Texte fourni ▸
# sonoriser un restaurant avec un ipad



## bigsteck (1 Avril 2012)

bonjour a tous.

j'aimerais bien, sonoriser mon restaurant, a l'aide d'un ipad 2, et d'enceinte airplay.

ce que j'aimerais savoir, c'est quels enceinte vous me conseilleriez.

j'aimerais avoir 3 enceinte, c'est-a-dire une pour ma terasse, une pour bar, et une dernière, pour sonoriser la salle de restaurant.

J'espère, que cela n'est pas illégale, et que cela est autorisé.
bien entendu, si je demande cela, je précise que j'ai payé les droits de diffusion de musique et autre.

en vous remerciant,

Bigsteck.


----------



## Gwen (1 Avril 2012)

Le plus simple, c'est d'avoir une Airport expresse pour chaque enceinte si tu en as déjas. 

Sinon, cela dépend grandement de la taille de ton restaurant. Veux-tu une très légère musique d'ambiance ou que la musique soit bien audible ?

E, ce qui concerne la légalité, aucun souci, il suffit de payer la sacem. C'est simple, rapide, mais cher. Ils font racket  à mort les petits commerces.

Sinon, tu as la possibilité de faire passer de la musique libre trouvable sur Jamendo. Ils ont un forfait bien moins cher que la sacem, mais la musique n'est que celle présente sur Jamendo et non le grand standard enregistré a la sacem. Mais le choix est pléthorique, donc, pas de soucis de ce côté-là.


----------



## bigsteck (1 Avril 2012)

si je comprend bien, il me faudrait 3 airport express.

j'aimerais utiliser les enceintes pour une musique bien audible quand même.


----------



## Gwen (1 Avril 2012)

AQ audio a des enceintes compatibles " Miltipiéces". C'est peut-être une très bonne solution. Perso, je ne les ai jamais testés par contre.

http://www.aqaudio.com/fr


----------



## bigsteck (2 Avril 2012)

salut,
sur leur site, il est écrit qu'une seul enceinte peux marché a la fois. est-ce normal?


----------



## yvos (2 Avril 2012)

Pourquoi ne pas plutôt envisager un système Sonos ? Gestion de zones d'ambiance au top. Les terminaux iOs (ipad, iphone) servant à piloter le système.


----------



## bigsteck (2 Avril 2012)

je vais regardé cela.

quel sono me conseillerais-tu? pilotable avec iphone et ipad?
et sur la sono, puis-je diffusé le son de mon ipad?


----------



## Gwen (2 Avril 2012)

bigsteck a dit:


> salut,
> sur leur site, il est écrit qu'une seul enceinte peux marché a la fois. est-ce normal?



Non, ce n'est en tout cas pas comme ça que je l'avais compris. Pas trés utile si c'est ça.


----------



## yvos (2 Avril 2012)

bigsteck a dit:


> je vais regardé cela.
> 
> quel sono me conseillerais-tu? pilotable avec iphone et ipad?
> et sur la sono, puis-je diffusé le son de mon ipad?



Concrètement, l'iphone et ou l'ipad permettent de piloter l'intégralité du système grâce à des applis gratuites, également dispo sur android et naturellement, sur Mac et PC.

La musique peut être stockée sur un ordinateur, ou sur un disque dur réseau (NAS) ou tu peux aussi te connecter à des services du type Spotify, Deezer, etc. 

Mais tu peux aussi diffuser la musique stockée sur iphone ou ipad via airplay, puisque les éléments du système sonos sont compatibles avec cette technologie, mais il faut pour cela des airport express. Ceci me semble bien moins intéressant qu'un système entièrement sonos.


----------



## Powerdom (2 Avril 2012)




----------



## Arlequin (2 Avril 2012)

tant qu'à faire, tu aurais pu proposer plus récent


----------



## Cédric74 (2 Avril 2012)

Et sinon, un ipad branché sur un ampli (récent) par la prise HDMI, le tout relié à des enceintes ?


----------

Lignes affichées ▸
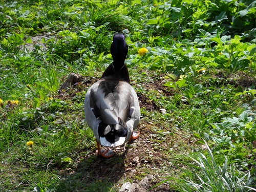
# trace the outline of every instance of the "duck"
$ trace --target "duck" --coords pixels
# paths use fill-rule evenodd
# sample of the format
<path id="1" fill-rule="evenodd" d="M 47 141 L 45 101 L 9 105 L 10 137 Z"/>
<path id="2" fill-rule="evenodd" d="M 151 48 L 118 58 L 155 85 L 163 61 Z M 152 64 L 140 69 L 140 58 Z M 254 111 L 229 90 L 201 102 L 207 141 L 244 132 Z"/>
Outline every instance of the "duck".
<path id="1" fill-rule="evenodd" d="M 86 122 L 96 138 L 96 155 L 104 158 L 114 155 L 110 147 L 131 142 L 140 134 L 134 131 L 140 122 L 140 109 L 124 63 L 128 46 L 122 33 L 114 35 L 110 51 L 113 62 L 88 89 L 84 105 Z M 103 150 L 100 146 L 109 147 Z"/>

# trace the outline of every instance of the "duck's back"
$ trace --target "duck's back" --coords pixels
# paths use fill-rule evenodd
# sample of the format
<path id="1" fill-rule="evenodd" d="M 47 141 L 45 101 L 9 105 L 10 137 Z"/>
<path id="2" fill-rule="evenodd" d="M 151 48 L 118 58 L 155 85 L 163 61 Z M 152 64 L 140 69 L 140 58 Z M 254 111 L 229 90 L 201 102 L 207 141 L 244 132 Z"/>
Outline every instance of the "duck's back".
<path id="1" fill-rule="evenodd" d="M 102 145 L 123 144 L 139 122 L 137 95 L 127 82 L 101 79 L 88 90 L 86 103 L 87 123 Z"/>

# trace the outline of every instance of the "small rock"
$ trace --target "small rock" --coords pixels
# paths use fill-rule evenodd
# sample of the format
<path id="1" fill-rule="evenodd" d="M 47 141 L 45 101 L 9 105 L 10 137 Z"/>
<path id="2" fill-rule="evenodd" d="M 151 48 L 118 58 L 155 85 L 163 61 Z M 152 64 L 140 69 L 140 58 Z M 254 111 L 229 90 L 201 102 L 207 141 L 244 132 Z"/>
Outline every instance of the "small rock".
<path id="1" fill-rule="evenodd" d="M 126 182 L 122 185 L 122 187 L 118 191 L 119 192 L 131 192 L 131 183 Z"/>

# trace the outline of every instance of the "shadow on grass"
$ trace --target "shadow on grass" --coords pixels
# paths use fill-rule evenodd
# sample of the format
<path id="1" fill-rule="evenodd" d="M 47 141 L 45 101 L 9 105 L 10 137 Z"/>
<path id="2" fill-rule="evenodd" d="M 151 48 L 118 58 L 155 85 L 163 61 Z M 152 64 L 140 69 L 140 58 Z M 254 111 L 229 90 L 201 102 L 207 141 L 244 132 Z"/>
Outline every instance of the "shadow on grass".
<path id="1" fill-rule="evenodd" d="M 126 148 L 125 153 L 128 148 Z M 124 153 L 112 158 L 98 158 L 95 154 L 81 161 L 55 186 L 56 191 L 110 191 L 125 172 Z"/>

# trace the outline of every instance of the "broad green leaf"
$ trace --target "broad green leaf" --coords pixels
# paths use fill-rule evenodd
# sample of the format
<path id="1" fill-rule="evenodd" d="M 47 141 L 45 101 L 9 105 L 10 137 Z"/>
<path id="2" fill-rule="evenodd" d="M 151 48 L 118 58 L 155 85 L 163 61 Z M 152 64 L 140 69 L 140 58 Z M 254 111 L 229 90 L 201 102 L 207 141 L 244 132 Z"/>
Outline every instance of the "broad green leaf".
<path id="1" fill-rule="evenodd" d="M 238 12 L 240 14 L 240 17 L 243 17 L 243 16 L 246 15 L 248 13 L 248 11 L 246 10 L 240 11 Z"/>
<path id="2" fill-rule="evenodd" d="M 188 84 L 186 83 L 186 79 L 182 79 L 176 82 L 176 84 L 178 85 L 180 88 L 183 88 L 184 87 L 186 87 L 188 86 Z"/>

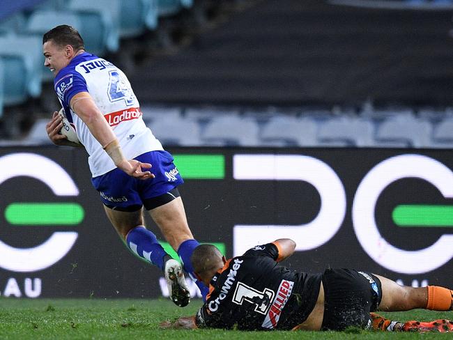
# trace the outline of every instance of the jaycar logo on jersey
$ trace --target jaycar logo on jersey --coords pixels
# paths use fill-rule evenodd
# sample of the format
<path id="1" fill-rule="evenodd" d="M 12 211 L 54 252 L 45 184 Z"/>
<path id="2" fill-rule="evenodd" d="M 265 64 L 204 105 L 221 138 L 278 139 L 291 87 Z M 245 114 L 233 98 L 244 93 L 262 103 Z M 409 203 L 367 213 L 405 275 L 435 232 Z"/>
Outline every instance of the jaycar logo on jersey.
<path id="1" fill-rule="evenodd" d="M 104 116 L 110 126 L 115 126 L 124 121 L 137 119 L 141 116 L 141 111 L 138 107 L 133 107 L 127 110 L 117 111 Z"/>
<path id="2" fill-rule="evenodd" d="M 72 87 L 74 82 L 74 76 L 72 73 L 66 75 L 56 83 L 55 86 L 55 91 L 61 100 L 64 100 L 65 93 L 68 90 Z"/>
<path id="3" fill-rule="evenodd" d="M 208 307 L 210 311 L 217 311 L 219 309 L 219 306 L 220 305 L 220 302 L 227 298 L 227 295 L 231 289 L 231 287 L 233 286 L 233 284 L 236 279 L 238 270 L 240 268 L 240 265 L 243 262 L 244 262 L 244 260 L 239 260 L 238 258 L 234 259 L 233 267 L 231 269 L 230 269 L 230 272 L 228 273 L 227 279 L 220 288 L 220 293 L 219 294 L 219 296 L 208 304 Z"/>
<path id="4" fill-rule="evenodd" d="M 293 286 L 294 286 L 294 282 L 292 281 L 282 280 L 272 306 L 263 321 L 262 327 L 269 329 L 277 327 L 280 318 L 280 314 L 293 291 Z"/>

Énoncé ▸ D'après le texte fourni, à quels trois endroits du restaurant bigsteck veut-il placer une enceinte ?

Réponse ▸ Sur la terrasse, au bar et dans la salle de restaurant.